- **INSTRUCTIONS**
a. For the case summary, decide whether each statement agrees with it: (i) the two units have the same partners with equal sharing; (ii) the Order-In-Original was passed by CESTAT Ahmedabad; (iii) excise duty on clearance above the SSI exemption limit is held not payable. Answer yes or no for each and quote the deciding words.
b. From the case summary, list every order, notification or appeal it refers to.

[Begin EXCERPTED PASSAGE]

CESTAT Ahmedabad held that value of clearance of two entities having same partners are to be clubbed and excise duty on clearance exceeding the eligible limit of SSI exemption is duly payable.

Facts- This appeal is directed against Order-In-Original passed by the Commissioner Central Excise, Ahmedabad-III whereby, the differential demand of Central Excise Duty confirmed against M/s. Himalaya Equipments on the ground that one other unit M/s. Himalaya Engineers and Manufactures having same partners of equal sharing, the clearance of M/s. Himalaya Engineers and Manufacturers is required to be included in the value of M/s. Himalaya Equipments and consequently, exceeding the eligible limit of SSI exemption under notification no. 8/2003-CE, the appellant is liable to pay the excise duty. Being aggrieved by the Order-In-Original, the appellant filed the present appeal.

[End EXCERPTED PASSAGE]
[Begin RECORDED INFORMATION]

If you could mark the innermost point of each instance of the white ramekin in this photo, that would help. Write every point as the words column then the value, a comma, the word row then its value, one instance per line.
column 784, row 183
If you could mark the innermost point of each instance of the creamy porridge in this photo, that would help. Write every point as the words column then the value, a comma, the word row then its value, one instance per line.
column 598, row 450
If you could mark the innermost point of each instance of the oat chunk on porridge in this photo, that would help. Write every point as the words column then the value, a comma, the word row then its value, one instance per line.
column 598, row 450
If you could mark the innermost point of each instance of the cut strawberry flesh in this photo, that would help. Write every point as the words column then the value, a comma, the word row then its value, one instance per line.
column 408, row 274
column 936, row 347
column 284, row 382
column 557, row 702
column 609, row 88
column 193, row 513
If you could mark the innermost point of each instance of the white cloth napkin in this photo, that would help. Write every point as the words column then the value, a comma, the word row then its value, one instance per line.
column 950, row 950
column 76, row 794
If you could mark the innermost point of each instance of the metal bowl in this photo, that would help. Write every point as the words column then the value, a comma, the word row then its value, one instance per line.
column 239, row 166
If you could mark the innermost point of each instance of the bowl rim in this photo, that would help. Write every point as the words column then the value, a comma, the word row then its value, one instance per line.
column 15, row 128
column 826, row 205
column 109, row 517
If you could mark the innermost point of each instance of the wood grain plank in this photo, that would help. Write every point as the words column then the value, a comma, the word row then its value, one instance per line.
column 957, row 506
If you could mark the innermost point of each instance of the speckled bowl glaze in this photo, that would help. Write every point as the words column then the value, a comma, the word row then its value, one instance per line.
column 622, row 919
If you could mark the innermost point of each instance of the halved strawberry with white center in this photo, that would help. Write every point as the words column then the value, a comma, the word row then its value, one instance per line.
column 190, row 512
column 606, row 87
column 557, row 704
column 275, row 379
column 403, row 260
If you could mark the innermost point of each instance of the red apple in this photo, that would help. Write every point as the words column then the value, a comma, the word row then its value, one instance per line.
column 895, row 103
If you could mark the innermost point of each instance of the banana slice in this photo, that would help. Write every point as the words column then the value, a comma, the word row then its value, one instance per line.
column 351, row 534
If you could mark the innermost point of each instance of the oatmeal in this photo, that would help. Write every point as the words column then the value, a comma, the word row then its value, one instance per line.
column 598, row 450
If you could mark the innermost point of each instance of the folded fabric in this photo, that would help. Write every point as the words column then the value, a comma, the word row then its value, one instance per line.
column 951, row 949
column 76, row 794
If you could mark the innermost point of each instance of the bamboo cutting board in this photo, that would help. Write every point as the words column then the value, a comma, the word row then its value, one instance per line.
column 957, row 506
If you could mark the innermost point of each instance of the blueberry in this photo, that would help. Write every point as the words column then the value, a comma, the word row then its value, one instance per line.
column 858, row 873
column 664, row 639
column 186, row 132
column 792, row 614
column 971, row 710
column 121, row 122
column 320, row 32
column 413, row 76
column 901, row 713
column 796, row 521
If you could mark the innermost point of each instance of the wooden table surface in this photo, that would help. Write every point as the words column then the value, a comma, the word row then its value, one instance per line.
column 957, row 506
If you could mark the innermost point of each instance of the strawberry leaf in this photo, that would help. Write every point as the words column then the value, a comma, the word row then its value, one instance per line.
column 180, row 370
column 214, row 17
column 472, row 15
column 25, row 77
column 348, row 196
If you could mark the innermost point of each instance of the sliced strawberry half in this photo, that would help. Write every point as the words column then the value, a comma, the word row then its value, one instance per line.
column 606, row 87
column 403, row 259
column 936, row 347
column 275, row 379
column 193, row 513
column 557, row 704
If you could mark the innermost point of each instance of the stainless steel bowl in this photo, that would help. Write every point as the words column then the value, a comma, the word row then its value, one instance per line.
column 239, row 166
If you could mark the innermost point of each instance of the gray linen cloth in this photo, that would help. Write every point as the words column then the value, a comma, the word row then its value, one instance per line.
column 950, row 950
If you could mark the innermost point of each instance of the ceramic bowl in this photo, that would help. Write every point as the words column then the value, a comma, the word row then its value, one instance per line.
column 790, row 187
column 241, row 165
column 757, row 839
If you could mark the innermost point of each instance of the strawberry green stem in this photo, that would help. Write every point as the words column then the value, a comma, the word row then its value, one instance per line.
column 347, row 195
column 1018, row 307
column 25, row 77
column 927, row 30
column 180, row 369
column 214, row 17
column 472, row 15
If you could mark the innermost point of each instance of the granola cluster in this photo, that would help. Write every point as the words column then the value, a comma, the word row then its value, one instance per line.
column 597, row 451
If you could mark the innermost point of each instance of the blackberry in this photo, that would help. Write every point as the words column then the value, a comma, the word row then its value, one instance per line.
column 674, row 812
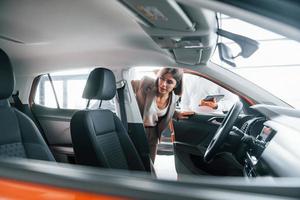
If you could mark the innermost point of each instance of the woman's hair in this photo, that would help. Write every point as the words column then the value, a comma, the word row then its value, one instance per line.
column 176, row 74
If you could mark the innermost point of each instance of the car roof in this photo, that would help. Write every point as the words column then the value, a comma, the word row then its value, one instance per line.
column 41, row 36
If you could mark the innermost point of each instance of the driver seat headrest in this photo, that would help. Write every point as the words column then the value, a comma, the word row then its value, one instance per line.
column 101, row 85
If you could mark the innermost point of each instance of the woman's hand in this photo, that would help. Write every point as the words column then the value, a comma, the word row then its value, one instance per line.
column 184, row 115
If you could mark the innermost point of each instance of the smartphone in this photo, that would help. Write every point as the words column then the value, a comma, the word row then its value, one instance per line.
column 218, row 97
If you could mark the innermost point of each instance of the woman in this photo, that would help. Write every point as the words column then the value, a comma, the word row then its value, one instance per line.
column 156, row 100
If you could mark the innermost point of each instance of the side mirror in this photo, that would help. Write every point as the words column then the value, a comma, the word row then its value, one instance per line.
column 225, row 54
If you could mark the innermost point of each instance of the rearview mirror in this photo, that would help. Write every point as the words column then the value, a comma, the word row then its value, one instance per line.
column 225, row 54
column 248, row 47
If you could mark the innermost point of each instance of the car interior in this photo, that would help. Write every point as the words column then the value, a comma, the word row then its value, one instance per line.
column 100, row 128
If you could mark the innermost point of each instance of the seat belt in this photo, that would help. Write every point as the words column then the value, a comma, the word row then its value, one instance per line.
column 17, row 102
column 120, row 92
column 26, row 110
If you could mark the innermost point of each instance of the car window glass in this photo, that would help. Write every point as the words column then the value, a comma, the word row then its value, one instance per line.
column 275, row 66
column 44, row 93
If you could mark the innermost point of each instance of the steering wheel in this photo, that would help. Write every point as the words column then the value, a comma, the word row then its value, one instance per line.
column 223, row 131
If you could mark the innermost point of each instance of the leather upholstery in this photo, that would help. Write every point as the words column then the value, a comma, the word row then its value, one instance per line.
column 19, row 137
column 101, row 85
column 99, row 137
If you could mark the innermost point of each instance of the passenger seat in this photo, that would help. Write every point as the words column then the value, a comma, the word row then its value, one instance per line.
column 19, row 137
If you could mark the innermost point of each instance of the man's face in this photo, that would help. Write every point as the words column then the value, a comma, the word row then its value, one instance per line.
column 166, row 83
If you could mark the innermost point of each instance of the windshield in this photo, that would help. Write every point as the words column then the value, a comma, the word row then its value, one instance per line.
column 275, row 66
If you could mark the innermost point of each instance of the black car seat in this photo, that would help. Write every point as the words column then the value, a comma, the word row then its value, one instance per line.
column 19, row 136
column 99, row 137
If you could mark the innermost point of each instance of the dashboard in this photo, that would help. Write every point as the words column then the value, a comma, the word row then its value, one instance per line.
column 273, row 142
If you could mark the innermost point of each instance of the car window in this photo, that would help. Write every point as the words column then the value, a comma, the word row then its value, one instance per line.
column 68, row 90
column 275, row 66
column 195, row 89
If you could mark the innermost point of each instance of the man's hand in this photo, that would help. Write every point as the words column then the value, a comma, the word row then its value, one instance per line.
column 212, row 104
column 184, row 115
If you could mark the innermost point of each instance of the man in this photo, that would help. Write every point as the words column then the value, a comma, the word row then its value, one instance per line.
column 195, row 91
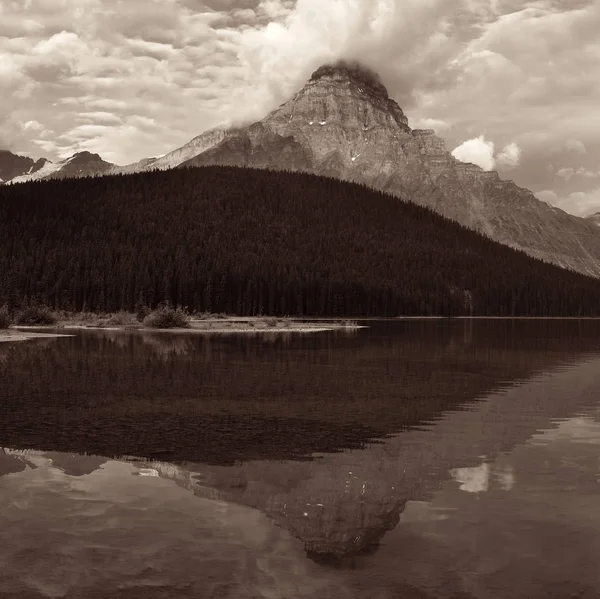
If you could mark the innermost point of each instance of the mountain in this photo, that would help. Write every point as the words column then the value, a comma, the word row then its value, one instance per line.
column 252, row 241
column 196, row 146
column 81, row 164
column 13, row 165
column 343, row 124
column 594, row 218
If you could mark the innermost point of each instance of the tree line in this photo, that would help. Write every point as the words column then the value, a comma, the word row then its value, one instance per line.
column 249, row 242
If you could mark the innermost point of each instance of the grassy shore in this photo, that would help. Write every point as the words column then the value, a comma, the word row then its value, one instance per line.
column 14, row 335
column 205, row 322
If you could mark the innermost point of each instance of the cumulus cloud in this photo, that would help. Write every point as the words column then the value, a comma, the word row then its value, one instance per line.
column 481, row 152
column 478, row 151
column 528, row 74
column 576, row 145
column 580, row 203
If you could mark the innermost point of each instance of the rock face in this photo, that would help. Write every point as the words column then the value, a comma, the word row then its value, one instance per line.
column 196, row 146
column 82, row 164
column 594, row 218
column 13, row 165
column 343, row 124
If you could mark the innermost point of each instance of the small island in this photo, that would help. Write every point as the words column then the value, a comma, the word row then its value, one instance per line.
column 26, row 323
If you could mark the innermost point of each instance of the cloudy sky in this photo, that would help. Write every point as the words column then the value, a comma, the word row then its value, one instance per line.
column 511, row 85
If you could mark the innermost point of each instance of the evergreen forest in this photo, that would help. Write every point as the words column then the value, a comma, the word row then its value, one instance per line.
column 250, row 242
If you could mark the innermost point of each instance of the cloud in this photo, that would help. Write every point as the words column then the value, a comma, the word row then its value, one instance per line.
column 478, row 151
column 438, row 125
column 575, row 145
column 526, row 73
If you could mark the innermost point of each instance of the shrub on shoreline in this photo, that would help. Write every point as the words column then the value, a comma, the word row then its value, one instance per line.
column 5, row 318
column 167, row 317
column 36, row 315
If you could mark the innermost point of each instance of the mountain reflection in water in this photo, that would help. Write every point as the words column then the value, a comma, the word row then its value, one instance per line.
column 332, row 438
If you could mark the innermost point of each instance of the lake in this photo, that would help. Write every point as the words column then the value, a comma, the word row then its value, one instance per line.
column 427, row 459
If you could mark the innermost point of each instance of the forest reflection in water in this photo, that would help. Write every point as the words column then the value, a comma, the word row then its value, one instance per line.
column 334, row 438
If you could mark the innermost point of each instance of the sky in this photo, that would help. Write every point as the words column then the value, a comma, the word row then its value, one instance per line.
column 511, row 85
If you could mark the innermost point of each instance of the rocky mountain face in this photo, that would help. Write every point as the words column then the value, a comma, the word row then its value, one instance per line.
column 13, row 165
column 594, row 218
column 343, row 124
column 81, row 164
column 196, row 146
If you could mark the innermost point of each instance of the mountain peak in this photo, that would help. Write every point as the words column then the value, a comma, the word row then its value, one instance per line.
column 355, row 72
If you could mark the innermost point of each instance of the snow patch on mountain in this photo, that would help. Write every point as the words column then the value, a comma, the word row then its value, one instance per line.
column 48, row 169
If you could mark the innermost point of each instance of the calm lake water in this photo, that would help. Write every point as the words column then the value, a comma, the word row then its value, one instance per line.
column 452, row 459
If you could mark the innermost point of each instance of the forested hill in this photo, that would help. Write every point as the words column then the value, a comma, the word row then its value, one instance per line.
column 248, row 241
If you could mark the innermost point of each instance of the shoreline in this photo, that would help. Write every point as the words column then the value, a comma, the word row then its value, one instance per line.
column 217, row 325
column 7, row 335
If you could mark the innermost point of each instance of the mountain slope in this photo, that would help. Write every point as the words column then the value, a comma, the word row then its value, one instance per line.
column 250, row 241
column 198, row 145
column 343, row 124
column 81, row 164
column 13, row 165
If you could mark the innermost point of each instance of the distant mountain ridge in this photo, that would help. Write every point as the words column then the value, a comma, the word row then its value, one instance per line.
column 343, row 124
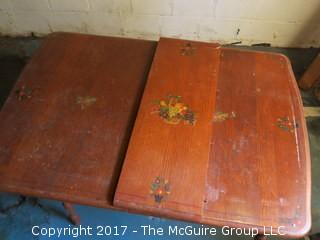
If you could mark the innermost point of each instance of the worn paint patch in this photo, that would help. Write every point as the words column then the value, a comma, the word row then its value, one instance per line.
column 172, row 110
column 223, row 116
column 286, row 124
column 187, row 49
column 160, row 189
column 86, row 101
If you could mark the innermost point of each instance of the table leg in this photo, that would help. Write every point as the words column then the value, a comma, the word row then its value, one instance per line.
column 260, row 237
column 72, row 214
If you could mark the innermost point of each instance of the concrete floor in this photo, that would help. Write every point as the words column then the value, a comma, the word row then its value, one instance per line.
column 18, row 215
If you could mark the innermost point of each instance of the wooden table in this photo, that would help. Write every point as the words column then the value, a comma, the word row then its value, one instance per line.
column 219, row 138
column 65, row 127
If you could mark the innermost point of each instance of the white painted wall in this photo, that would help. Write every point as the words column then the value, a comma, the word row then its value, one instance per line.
column 293, row 23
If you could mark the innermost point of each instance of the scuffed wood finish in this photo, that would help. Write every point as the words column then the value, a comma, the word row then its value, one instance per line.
column 178, row 153
column 245, row 162
column 67, row 140
column 259, row 171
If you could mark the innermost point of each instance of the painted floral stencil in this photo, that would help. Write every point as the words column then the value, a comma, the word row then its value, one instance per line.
column 285, row 124
column 172, row 110
column 159, row 189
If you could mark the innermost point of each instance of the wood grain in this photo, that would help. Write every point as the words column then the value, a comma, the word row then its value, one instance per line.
column 178, row 153
column 59, row 144
column 245, row 163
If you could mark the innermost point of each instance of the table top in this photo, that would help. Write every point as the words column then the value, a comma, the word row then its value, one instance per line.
column 65, row 127
column 220, row 139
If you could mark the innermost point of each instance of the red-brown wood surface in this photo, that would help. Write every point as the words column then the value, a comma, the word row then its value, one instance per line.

[End RECORDED INFORMATION]

- **RESULTS OF THE TASKS**
a.
(i) Yes: "having same partners of equal sharing"
(ii) No: "Order-In-Original passed by the Commissioner Central Excise, Ahmedabad-III"
(iii) No: "excise duty on clearance exceeding the eligible limit of SSI exemption is duly payable"

b.
- The appeal ("This appeal", "the present appeal")
- The Order-In-Original passed by the Commissioner Central Excise, Ahmedabad-III
- Notification no. 8/2003-CE